This is where the Aloë feels at home
The Aloë delaetii is originally from the Middle East and is related to the more famous Aloë Vera. The plant grows naturally in dry, rocky areas. After a heavy downpour, the Aloe stores moisture in the leaves so that it can survive extreme droughts. It is therefore important to give the Aloe a sunny spot in the house. That's where he feels most at home. When you have just received the Aloë, it is best to let the plant get used to the new environment. It is best to place it in a light spot for a few weeks, but not in full sun. Then you can move the plant to its new, sunny spot.
As mentioned, the Aloë stores moisture in the leaf. An excess of water naturally disappears through well-drained soil, but when the plant is in a pot, the water cannot go anywhere and water remains in the pot. This can cause the roots to rot. Place the plant in a large pot with well-drained soil. You achieve this by mixing soil with sand and fine gravel: 1/3 potting soil, 1/3 sand, 1/3 part fine gravel.
Let the soil dry out completely. Give a splash of water every now and then. It is the same in nature, after a rain shower it can sometimes remain dry for months. In the spring and summer the plant grows, so it needs water in addition to sunlight, but again, don't water too much. It is important to look closely at the plant. If the soil (up to the bottom of the pot) is dry and the leaves start to wrinkle a bit, it is not getting enough water. If the soil is moist (check the soil regularly) and the plant starts to droop at the attachment of the leaves, then the plant has had too much water and rot will develop.
Humid or dry air
An Aloe is naturally used to dry air, so high humidity is not necessary. If the plant is placed on or close to the heating during the colder months, the leaves may shrivel a bit. Then it is too close to the heating and it is best to move it slightly or give it some extra water.
Aloë Delaetii is not poisonous to humans, but it is to pets and can cause lethargy, diarrhea and vomiting.
Like any succulent plant, the Aloë Delaetii requires little care. Give some liquid organic plant food from Botanopia at the beginning of the growing season for optimal growth and flowering.

(Dataset records)
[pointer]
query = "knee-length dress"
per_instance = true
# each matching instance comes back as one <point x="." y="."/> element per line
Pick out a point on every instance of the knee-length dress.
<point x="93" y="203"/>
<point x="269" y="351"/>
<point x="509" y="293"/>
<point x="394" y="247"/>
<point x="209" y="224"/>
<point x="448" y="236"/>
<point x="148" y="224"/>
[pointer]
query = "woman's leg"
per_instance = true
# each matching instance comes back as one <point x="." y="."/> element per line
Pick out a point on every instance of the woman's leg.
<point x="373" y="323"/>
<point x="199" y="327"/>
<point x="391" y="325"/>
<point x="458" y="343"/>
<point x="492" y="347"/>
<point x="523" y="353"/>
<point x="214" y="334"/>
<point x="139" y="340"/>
---
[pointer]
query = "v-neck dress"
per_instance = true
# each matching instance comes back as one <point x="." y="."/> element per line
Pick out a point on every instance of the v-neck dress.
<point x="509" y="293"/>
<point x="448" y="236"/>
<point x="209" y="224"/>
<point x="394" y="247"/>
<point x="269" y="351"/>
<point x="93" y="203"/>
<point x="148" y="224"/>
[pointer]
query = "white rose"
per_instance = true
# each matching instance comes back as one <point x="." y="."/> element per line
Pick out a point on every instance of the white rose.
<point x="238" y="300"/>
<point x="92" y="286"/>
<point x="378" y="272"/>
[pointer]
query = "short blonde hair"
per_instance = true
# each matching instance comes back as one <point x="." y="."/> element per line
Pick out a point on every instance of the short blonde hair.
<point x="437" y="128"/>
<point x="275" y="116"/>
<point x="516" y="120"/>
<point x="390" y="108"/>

## Task to complete
Copy the Aloë care text starting with "Humid or dry" and going on through "growth and flowering.", substituting "radiator" for each "heating".

## Result of this task
Humid or dry air
An Aloe is naturally used to dry air, so high humidity is not necessary. If the plant is placed on or close to the radiator during the colder months, the leaves may shrivel a bit. Then it is too close to the radiator and it is best to move it slightly or give it some extra water.
Aloë Delaetii is not poisonous to humans, but it is to pets and can cause lethargy, diarrhea and vomiting.
Like any succulent plant, the Aloë Delaetii requires little care. Give some liquid organic plant food from Botanopia at the beginning of the growing season for optimal growth and flowering.